# 과제 요구사항
아래 기록에 나오는 "purple"를 모두 "violet"로 바꾸어 다시 쓰고, 나머지는 그대로 두세요.
────────
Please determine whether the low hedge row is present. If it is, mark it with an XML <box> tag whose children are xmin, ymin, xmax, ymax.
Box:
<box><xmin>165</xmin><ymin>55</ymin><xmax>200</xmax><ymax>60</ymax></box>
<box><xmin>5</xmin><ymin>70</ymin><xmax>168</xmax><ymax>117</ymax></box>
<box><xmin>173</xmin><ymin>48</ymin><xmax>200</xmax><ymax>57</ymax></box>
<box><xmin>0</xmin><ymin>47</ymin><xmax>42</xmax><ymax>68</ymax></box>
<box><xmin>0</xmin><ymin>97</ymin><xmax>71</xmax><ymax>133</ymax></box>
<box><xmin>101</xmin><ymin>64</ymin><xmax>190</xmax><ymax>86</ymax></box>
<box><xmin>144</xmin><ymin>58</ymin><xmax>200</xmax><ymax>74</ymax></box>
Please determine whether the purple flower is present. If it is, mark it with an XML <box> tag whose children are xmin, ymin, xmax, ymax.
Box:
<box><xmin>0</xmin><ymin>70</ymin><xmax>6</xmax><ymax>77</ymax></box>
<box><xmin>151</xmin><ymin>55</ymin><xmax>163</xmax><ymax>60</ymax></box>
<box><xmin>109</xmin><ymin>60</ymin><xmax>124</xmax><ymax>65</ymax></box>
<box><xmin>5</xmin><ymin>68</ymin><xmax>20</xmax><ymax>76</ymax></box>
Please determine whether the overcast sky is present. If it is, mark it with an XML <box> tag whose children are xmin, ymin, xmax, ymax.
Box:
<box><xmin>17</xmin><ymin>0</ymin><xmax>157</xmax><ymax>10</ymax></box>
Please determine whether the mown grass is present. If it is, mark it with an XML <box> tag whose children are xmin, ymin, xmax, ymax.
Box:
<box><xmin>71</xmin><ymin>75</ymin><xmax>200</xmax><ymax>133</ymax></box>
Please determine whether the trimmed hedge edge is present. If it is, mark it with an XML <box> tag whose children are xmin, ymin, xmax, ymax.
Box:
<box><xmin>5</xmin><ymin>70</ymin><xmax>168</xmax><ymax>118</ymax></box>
────────
# 과제 결과
Please determine whether the low hedge row is present. If it is, mark it with an XML <box> tag whose children are xmin, ymin, xmax, ymax.
Box:
<box><xmin>165</xmin><ymin>55</ymin><xmax>200</xmax><ymax>60</ymax></box>
<box><xmin>5</xmin><ymin>70</ymin><xmax>168</xmax><ymax>117</ymax></box>
<box><xmin>173</xmin><ymin>48</ymin><xmax>200</xmax><ymax>57</ymax></box>
<box><xmin>0</xmin><ymin>47</ymin><xmax>42</xmax><ymax>68</ymax></box>
<box><xmin>0</xmin><ymin>97</ymin><xmax>71</xmax><ymax>133</ymax></box>
<box><xmin>101</xmin><ymin>64</ymin><xmax>190</xmax><ymax>86</ymax></box>
<box><xmin>144</xmin><ymin>58</ymin><xmax>200</xmax><ymax>74</ymax></box>
Please determine whether the violet flower is present. If it is, mark it with an XML <box> tag whose children are xmin, ymin, xmax, ymax.
Box:
<box><xmin>0</xmin><ymin>70</ymin><xmax>6</xmax><ymax>77</ymax></box>
<box><xmin>151</xmin><ymin>55</ymin><xmax>163</xmax><ymax>60</ymax></box>
<box><xmin>109</xmin><ymin>60</ymin><xmax>124</xmax><ymax>65</ymax></box>
<box><xmin>5</xmin><ymin>68</ymin><xmax>20</xmax><ymax>76</ymax></box>
Please determine whether the overcast sky is present. If it is, mark it with an XML <box> tag whose children are xmin, ymin, xmax, ymax.
Box:
<box><xmin>17</xmin><ymin>0</ymin><xmax>157</xmax><ymax>10</ymax></box>
Please determine whether the mown grass is present. If it is, mark it with an XML <box> tag whose children are xmin, ymin, xmax, ymax.
Box:
<box><xmin>71</xmin><ymin>75</ymin><xmax>200</xmax><ymax>133</ymax></box>
Please determine whether the trimmed hedge edge is present. If it is, mark it with an XML <box> tag whose children are xmin, ymin, xmax, ymax.
Box:
<box><xmin>5</xmin><ymin>70</ymin><xmax>168</xmax><ymax>118</ymax></box>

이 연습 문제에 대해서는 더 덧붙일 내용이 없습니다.